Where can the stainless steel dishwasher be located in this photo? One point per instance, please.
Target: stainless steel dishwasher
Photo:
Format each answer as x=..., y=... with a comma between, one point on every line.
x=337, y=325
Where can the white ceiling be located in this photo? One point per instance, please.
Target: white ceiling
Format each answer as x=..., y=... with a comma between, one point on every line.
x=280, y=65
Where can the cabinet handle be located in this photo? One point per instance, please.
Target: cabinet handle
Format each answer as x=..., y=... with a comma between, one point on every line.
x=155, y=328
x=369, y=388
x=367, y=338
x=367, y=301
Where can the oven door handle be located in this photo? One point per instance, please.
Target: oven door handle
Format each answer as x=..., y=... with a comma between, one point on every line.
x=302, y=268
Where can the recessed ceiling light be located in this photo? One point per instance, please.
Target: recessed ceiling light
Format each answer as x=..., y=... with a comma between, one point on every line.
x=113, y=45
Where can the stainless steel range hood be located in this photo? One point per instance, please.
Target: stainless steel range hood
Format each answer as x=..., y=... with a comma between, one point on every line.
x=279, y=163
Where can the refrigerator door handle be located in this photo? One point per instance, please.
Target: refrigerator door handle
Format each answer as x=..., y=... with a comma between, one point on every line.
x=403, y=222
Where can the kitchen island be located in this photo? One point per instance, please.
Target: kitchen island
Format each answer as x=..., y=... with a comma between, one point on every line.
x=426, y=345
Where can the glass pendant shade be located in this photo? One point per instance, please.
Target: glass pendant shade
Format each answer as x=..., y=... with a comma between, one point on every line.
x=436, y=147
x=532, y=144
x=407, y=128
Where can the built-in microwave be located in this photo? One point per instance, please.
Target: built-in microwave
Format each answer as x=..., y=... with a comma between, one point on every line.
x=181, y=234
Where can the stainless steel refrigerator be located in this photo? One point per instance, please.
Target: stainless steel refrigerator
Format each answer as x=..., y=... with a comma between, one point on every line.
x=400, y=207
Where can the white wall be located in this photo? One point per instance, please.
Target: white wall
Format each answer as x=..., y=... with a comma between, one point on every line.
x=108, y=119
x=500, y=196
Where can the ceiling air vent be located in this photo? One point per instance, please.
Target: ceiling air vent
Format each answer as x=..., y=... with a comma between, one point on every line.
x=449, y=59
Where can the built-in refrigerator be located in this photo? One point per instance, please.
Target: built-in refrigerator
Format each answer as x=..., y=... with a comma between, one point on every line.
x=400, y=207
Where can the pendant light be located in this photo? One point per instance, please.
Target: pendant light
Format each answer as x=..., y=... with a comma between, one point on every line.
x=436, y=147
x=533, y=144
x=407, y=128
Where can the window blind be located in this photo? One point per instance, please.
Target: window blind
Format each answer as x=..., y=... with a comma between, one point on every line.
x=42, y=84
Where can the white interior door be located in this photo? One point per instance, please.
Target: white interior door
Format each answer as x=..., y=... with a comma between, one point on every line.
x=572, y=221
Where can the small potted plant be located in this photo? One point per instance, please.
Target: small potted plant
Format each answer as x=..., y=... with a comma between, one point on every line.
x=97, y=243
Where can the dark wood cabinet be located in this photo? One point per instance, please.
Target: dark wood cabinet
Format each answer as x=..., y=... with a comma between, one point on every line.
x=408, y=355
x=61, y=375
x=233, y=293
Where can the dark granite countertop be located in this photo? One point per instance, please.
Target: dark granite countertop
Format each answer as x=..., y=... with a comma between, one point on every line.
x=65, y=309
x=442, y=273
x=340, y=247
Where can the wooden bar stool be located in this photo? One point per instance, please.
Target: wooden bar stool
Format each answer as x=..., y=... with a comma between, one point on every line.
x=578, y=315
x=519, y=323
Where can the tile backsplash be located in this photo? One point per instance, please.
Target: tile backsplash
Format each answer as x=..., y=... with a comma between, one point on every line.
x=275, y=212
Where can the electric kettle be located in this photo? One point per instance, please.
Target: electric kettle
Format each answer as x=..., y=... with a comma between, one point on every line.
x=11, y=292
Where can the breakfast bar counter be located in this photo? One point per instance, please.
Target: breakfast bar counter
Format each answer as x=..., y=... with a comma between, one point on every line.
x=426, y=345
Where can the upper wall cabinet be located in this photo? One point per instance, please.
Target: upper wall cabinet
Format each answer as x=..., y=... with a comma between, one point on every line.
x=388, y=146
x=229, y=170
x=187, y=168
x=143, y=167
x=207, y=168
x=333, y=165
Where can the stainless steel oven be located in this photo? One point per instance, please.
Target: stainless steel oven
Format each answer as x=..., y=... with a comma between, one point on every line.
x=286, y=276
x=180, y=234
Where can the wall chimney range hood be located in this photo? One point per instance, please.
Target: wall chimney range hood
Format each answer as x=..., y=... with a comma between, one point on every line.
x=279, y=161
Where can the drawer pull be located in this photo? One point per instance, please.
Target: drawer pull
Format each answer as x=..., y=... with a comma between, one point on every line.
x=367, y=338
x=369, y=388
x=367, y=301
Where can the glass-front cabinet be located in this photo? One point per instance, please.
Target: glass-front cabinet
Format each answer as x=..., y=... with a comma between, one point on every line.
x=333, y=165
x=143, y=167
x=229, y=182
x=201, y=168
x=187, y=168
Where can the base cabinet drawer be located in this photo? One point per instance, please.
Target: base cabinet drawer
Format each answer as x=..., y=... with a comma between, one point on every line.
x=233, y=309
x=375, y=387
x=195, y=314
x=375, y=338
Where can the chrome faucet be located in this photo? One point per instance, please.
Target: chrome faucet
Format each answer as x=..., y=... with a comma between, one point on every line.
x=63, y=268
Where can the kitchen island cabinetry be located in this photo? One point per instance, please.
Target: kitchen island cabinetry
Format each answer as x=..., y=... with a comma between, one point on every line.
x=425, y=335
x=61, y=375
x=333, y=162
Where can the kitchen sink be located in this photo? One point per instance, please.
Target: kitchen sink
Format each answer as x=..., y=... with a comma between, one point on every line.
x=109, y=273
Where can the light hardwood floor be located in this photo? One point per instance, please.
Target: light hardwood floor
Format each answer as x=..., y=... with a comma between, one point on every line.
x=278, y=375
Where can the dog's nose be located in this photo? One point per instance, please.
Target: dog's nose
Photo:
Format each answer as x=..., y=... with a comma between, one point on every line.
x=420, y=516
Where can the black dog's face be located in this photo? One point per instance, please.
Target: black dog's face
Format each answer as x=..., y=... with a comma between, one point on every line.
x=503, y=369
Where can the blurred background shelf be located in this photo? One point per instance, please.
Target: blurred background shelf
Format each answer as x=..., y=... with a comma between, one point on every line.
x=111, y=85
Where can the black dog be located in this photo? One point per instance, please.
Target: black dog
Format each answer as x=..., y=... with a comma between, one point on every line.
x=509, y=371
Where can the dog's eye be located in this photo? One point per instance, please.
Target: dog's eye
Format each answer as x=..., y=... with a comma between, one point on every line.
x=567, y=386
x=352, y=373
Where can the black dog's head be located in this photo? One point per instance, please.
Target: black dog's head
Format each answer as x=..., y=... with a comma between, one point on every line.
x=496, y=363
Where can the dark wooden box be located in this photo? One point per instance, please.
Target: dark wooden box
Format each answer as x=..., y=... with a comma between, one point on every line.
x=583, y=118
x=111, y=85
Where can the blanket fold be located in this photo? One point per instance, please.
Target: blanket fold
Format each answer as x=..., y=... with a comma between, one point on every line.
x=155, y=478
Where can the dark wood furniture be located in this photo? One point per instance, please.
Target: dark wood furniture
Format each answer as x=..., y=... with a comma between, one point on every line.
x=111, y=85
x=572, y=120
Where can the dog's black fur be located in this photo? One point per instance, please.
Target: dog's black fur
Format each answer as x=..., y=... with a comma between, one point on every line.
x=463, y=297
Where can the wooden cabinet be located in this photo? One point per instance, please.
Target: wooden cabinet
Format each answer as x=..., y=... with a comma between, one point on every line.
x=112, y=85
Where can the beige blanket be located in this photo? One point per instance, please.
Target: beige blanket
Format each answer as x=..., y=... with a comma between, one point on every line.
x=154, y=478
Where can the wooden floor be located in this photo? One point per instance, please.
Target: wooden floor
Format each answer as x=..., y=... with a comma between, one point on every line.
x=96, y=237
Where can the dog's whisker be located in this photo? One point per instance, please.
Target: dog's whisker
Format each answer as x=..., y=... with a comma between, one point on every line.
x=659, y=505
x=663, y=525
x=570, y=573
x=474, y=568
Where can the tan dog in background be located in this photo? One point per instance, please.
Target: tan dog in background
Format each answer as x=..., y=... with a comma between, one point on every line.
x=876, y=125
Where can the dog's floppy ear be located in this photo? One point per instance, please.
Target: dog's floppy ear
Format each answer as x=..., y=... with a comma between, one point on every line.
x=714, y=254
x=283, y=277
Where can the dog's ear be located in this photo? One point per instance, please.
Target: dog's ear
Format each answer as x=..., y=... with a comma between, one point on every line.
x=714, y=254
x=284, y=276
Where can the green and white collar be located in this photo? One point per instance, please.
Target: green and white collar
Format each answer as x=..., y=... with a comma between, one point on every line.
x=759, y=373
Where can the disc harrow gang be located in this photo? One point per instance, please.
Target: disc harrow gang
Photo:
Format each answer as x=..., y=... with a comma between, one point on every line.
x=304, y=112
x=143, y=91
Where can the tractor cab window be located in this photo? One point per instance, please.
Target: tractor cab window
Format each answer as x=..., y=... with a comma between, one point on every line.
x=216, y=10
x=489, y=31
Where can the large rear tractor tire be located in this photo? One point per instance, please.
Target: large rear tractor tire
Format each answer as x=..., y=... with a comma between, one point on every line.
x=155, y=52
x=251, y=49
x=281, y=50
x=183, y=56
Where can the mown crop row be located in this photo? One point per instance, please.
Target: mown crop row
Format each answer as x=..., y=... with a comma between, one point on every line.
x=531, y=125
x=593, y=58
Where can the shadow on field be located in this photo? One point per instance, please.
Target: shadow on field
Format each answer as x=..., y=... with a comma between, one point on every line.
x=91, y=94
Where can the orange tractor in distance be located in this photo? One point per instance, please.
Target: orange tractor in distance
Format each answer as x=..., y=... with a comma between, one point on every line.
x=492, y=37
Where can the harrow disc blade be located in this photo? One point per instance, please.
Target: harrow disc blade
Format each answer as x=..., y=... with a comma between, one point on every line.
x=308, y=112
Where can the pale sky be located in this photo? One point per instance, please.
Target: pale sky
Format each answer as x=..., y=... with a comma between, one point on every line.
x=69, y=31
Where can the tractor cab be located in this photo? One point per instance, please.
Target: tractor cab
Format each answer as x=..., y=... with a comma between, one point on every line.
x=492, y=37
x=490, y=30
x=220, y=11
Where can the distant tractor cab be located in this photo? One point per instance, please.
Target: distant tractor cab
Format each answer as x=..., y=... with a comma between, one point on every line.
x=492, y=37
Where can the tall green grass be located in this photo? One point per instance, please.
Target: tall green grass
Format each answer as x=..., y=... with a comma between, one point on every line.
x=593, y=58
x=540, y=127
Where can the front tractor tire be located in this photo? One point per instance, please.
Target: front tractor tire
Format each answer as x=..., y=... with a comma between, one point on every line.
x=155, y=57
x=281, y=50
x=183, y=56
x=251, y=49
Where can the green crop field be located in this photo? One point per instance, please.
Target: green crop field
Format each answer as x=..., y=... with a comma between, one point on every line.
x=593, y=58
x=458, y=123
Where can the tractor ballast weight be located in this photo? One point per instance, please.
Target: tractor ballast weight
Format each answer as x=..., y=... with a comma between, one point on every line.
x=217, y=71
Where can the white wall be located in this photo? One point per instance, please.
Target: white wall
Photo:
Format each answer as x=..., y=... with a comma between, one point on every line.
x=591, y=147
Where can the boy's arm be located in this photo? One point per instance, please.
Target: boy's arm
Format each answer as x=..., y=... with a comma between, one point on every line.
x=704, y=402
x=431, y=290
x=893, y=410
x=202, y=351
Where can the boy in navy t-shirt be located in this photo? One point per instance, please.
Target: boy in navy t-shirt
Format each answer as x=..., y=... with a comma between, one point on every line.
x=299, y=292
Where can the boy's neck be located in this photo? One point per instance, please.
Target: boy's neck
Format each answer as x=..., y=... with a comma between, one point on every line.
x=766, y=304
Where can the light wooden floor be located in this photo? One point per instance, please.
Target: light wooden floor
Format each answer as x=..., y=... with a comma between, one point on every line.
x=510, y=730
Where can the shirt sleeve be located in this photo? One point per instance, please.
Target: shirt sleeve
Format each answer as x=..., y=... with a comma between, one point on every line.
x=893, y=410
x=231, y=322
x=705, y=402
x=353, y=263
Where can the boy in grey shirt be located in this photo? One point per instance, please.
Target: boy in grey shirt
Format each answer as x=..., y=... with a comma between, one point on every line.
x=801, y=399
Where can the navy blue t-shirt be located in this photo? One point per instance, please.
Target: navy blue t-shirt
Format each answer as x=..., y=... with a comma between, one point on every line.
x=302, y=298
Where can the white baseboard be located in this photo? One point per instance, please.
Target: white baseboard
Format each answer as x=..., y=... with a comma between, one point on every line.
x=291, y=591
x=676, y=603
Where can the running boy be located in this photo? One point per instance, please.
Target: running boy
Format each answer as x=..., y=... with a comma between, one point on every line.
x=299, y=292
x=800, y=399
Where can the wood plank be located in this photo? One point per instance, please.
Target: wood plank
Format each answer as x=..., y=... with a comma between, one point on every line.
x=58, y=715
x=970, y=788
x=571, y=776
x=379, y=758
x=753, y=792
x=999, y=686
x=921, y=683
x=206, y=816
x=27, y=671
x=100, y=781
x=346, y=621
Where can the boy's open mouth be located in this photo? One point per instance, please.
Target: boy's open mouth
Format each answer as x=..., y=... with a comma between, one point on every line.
· · · ·
#### Aim of the exercise
Please convert the stretch of lines above, from the line containing "Where can the built-in microwave" through the line containing "x=500, y=196", into a JSON list of strings with one string per line, leaving out blank lines.

#### Full response
[
  "Where can the built-in microwave be located in this photo? One point per instance, please.",
  "Target: built-in microwave",
  "Format each answer as x=..., y=... with a comma between, one point on every line.",
  "x=181, y=234",
  "Where can the stainless steel refrigerator be located in this photo? One point per instance, please.",
  "Target: stainless steel refrigerator",
  "Format each answer as x=..., y=... with a comma between, one point on every line.",
  "x=400, y=207",
  "Where can the white wall be located in this photo? One point per instance, please.",
  "Target: white wall",
  "Format each answer as x=..., y=... with a comma between, one point on every line.",
  "x=108, y=119",
  "x=500, y=196"
]